-- Document excerpt follows --
On Monday, Biden emphasized, “I want to be very clear, the goal of mask wearing is not to make your life less comfortable or take something away from you. It’s to give something back to all of us — a normal life. Our goal is to get back to normal as fast as possible and masks are critical in doing that.”

He noted, “It won’t be forever but that’s how we’ll get our nation back, back up to speed economically, so we can go back to celebrating birthdays and holidays together, so we attend sporting events together. So we can get back to the lives and connections we shared before the pandemic.”

And Biden highlighted that the election's over and "it is time to put aside partisanship and the rhetoric designed to demonize one another. It’s time to end the politicization of basic, responsible, public health steps like mask wearing and social distancing."

Last month, Biden said that if he was elected, he’d gather the nation’s governors and ask them to urge residents in their states to wear masks in order to prevent the spread of the coronavirus.

Biden, speaking at a town hall in Philadelphia hosted by ABC News, acknowledged that as president “you can’t mandate a mask.”

But the former vice president said at the time that “you can go to every governor and get them all in a room, all 50 of them, as president and say, ‘Ask people to wear a mask. Everybody knows.”

Biden added that if some governors don’t move to implement mask requirements, he said, “Then I go to every mayor, I go to every councilman, every local official, and say, ‘Mandate the mask.’”

President-elect Joe Biden speaks at The Queen theater, Monday, Nov. 9, 2020, in Wilmington, Del. (AP Photo/Carolyn Kaster)

The president-elect on Monday didn’t give any details on a possible national mandate, but he did say that his COVID-19 transition advisory board will “listen and work in cooperation with governors and local leaders of both parties who are fighting this virus in their communities at this very day. There is so much good work happening at state and local levels across the country, governors, mayors – they’re stepping up. The advisory board will listen and learn lessons from their experience.”

Biden said the panel would assemble “a blueprint that we can put in place” and that “this group will advise on detail plans, build on a bedrock of science.”

He also said that besides working to distribute a vaccine once it’s approved, he’d push to make rapid testing more widely available and ramp up production of personal protection equipment (PPE) for those on the front lines of the fight against the virus.

“I will spare no effort to turn this pandemic around once we’re sworn in on Jan. 20,” the president-elect stressed.

Biden was cautiously optimistic regarding the promising vaccine announcement Monday from Pfizer and the German biotech company BioNTech.

Biden called it "positive news" but cautioned that the expectation is the FDA will run a process of rigorous reviews and approvals, and the process must also be grounded in science and fully transparent so the American people can have every confidence that any approved vaccine is safe and effective."

And he highlighted that "at the same time, it's clear that this vaccine, even if approved, will not be widely available for many months yet to come."
-- Document excerpt concluded --
_Exercise objective_
Copy out word for word the part of the article on Biden and mask wearing that opens with the words containing "But the former" and closes with "(AP Photo/Carolyn Kaster)". The material below has nothing to do with this.
-- Data follows --
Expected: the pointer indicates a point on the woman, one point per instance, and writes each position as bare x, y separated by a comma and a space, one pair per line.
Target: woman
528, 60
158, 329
-- Data concluded --
_Answer to the exercise_
But the former vice president said at the time that “you can go to every governor and get them all in a room, all 50 of them, as president and say, ‘Ask people to wear a mask. Everybody knows.”

Biden added that if some governors don’t move to implement mask requirements, he said, “Then I go to every mayor, I go to every councilman, every local official, and say, ‘Mandate the mask.’”

President-elect Joe Biden speaks at The Queen theater, Monday, Nov. 9, 2020, in Wilmington, Del. (AP Photo/Carolyn Kaster)